■ Task statement ■
Repeat every entry word for word. Images do not belong in the copy.

■ Records supplied ■
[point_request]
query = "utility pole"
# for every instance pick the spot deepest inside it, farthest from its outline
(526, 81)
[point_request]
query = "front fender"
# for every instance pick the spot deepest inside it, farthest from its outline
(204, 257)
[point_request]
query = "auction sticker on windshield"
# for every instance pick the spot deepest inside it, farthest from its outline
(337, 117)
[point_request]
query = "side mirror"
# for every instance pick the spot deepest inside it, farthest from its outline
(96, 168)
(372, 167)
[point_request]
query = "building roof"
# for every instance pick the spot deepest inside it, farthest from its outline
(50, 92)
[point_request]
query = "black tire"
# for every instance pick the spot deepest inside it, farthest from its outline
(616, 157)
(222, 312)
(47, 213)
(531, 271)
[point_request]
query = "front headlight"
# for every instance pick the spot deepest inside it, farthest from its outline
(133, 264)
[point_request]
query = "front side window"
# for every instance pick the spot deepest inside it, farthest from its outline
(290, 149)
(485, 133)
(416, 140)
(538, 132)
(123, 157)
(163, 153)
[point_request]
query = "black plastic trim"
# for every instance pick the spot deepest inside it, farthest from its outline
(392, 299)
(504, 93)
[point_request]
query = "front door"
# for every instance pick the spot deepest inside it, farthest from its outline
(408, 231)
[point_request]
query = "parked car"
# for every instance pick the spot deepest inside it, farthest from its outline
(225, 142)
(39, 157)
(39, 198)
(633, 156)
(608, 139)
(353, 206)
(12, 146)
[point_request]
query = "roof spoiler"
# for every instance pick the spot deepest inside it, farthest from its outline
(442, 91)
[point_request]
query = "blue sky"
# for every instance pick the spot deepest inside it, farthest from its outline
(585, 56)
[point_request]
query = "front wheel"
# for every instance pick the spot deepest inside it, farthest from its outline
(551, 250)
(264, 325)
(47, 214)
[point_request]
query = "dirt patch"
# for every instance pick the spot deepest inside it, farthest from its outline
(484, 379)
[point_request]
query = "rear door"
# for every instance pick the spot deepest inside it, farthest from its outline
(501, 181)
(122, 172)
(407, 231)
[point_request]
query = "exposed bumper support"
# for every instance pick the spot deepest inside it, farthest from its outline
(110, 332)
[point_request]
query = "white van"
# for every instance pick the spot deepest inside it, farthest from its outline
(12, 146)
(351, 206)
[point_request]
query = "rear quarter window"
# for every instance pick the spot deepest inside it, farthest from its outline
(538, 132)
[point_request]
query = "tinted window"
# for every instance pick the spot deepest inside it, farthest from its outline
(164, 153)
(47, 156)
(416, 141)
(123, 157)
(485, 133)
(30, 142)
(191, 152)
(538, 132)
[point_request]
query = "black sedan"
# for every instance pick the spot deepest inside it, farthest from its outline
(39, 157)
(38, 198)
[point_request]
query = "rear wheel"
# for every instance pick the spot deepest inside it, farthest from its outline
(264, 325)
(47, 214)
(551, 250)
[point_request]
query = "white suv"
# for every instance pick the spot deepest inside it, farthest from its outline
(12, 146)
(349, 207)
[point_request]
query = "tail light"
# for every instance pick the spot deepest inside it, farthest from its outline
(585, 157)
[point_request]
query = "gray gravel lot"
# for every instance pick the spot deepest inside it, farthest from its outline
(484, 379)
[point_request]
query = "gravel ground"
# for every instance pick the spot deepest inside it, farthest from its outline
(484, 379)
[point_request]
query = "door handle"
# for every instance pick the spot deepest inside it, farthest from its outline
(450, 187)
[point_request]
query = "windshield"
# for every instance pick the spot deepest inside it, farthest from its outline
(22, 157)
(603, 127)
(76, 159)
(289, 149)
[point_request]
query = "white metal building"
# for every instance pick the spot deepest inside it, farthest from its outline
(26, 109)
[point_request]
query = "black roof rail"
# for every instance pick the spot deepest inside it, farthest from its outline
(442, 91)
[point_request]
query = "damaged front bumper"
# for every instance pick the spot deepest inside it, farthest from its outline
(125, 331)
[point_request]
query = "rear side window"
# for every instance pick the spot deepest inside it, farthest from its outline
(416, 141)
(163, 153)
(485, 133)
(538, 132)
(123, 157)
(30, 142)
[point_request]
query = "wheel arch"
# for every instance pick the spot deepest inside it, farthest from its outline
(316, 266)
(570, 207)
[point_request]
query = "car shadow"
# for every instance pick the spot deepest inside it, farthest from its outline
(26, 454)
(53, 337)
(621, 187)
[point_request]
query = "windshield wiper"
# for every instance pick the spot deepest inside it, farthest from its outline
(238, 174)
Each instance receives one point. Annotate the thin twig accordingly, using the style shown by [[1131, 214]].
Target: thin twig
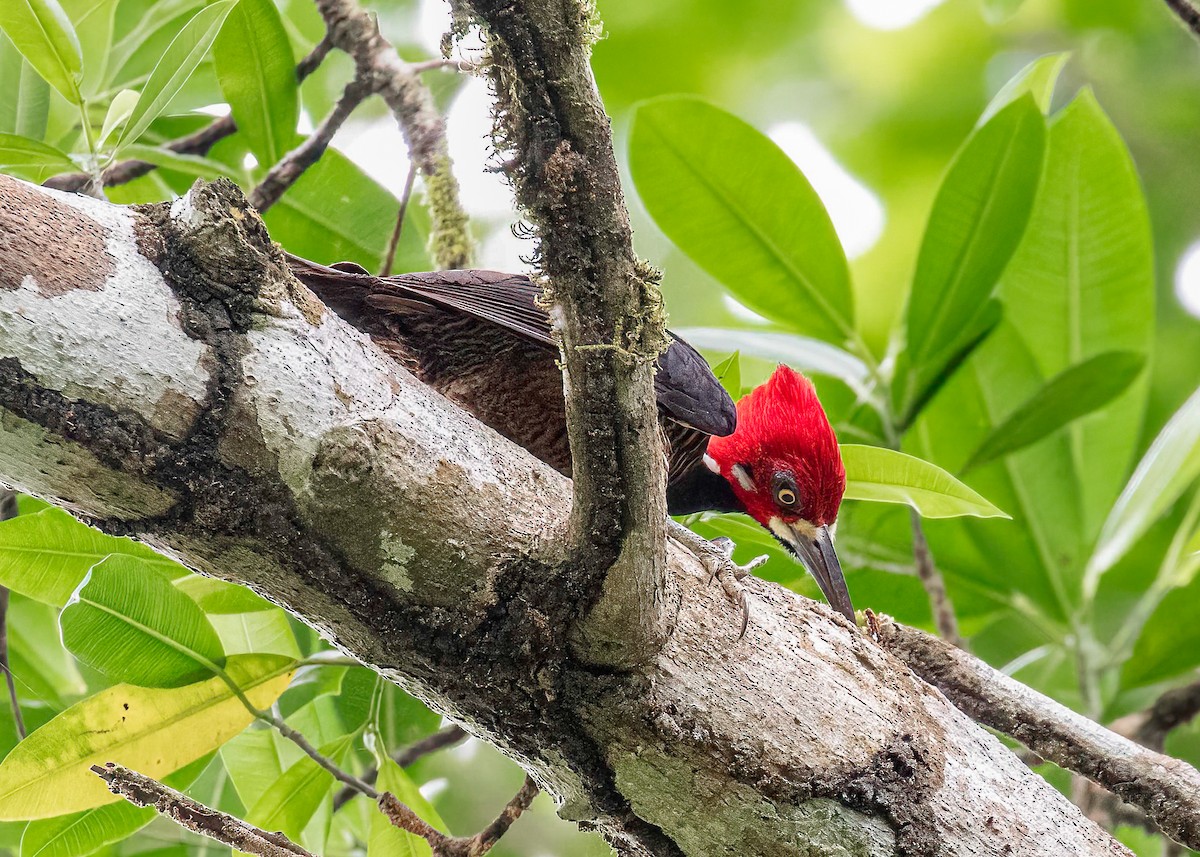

■ Written answer ■
[point_request]
query = "utility pole"
# for every instance pick the spot deepest inside it, farthest from its outline
(526, 81)
[point_request]
query = "front fender"
# for every instance pick the spot deepest inside it, farthest from its outline
(204, 257)
[point_request]
query = "auction sticker on windshield"
# for every instance pick the spot deepest inside it, farthest from its outline
(337, 117)
[point_request]
query = "side mirror"
# for every instance pick the spot deepest inside it, farthest from its outline
(96, 168)
(372, 167)
[point_request]
query = "building roof"
# for every instance pick the spot deepest inside it, farthest from its outline
(50, 92)
[point_request]
query = "black tire"
# for every instance pick the spot deepest inside it, farthest from its outline
(616, 157)
(222, 312)
(47, 213)
(531, 271)
[point_request]
query = "front headlight"
# for every instance pick the spot deepest inside it, farthest from its outline
(133, 264)
[point_request]
query = "front side window"
# for every instance pick the spot deepest inside it, farthest from its outline
(290, 149)
(485, 133)
(416, 140)
(538, 132)
(123, 157)
(163, 153)
[point_request]
query = "black plastic trim"
# for every instance pick the spot deepest inside it, farthest from its outline
(392, 299)
(504, 93)
[point_request]
query = "front door"
# for every instance pick the spot deepest inside it, farthest from its outline
(408, 231)
[point_request]
query = "parked car"
# for every instance pick the spot deepest inside it, farthest from its outline
(225, 142)
(39, 157)
(39, 198)
(633, 156)
(608, 139)
(353, 206)
(12, 146)
[point_request]
query = "roof spoiler"
# for every instance pick the spot deepest inside it, farthest from its outline
(442, 91)
[point_request]
query = "blue sky"
# for every instance pick the spot deepest inside it, farthest from its outline
(585, 56)
[point_request]
query = "front wheel"
# for every instance pick the spot deepest inside it, farthest from its outline
(551, 250)
(264, 325)
(47, 214)
[point_request]
query = "dirt patch"
# for every instance pick the spot deepest inside it, farthest from its outline
(484, 379)
[point_request]
query = "rear door"
# for every instance pick the spot deepest inside it, farthest from its outline
(501, 181)
(122, 172)
(407, 231)
[point_request]
query = "exposed bumper support"
# for every instance pick the spot deepest inside it, farthest from its outline
(110, 332)
[point_request]
query = "white van"
# for every instance pick the spot deepest inside it, farthest from its outline
(12, 146)
(351, 206)
[point_request]
query = "rear quarter window"
# for every instance pick the spot deepest inside it, farthest from its outline
(538, 132)
[point_request]
query = "tinted window"
# for every instance pick the spot deepest inside it, farthest from its outline
(164, 153)
(47, 156)
(416, 141)
(123, 157)
(485, 133)
(30, 142)
(191, 152)
(538, 132)
[point_request]
query = "black sedan"
# for every instance pick the spot deepest inside it, farthest from its outline
(39, 157)
(38, 198)
[point_request]
query = "rear wheel"
# for every instance pick the spot deepest inside it, farthest from its outline
(264, 325)
(47, 214)
(551, 250)
[point_request]
query = "white suv"
# for every instance pick the spot deepest inside it, farthest from its outline
(12, 146)
(349, 207)
[point_request]
query = "tail light"
# for every instance pick the spot deepest inside it, farthest from its outline
(585, 157)
[point_request]
query = "gray gravel lot"
# for every instance pick the spot deepest inside it, farthest from its outline
(484, 379)
[point_request]
query = "gravel ground"
# for every instance pick the spot deepest inside it, farthest from its outline
(484, 379)
[point_request]
query = "door handle"
# for every instance pick the spot deepest inside it, farthest from its outline
(450, 187)
[point_request]
query = "windshield"
# for every instance pick the spot deepest inside it, farthest from its outline
(22, 157)
(603, 127)
(76, 159)
(289, 149)
[point_request]
query = "white metal building"
# for every instance pick the spot deepest inside it, farthest from its outline
(26, 109)
[point_request]
query = "black roof rail"
# for every instance pick the spot deepest inside it, farthest from its outline
(442, 91)
[point_request]
query = "damaged front bumper"
# for every instance pick the spot deepest inside it, farthest from its outline
(125, 331)
[point_request]
query = "rear side window"
# for every instance pick the spot deepest inside it, farthest from its outline
(416, 141)
(163, 153)
(485, 133)
(538, 132)
(123, 157)
(30, 142)
[point_request]
query = "wheel arch"
# for every instance pick the spot deepest inside it, farthest from its outline
(316, 266)
(570, 207)
[point_request]
query = "car shadow"
# for every instance pick the spot deepest inside it, farthest from its outline
(26, 454)
(53, 337)
(621, 187)
[point_request]
query = "windshield wiper"
# for every instance pick the spot deepest inside it, farthest from its outline
(238, 174)
Each instance receives one point. Annotate the thin twig accordingly, using the style shown by [[1131, 214]].
Target: thin twig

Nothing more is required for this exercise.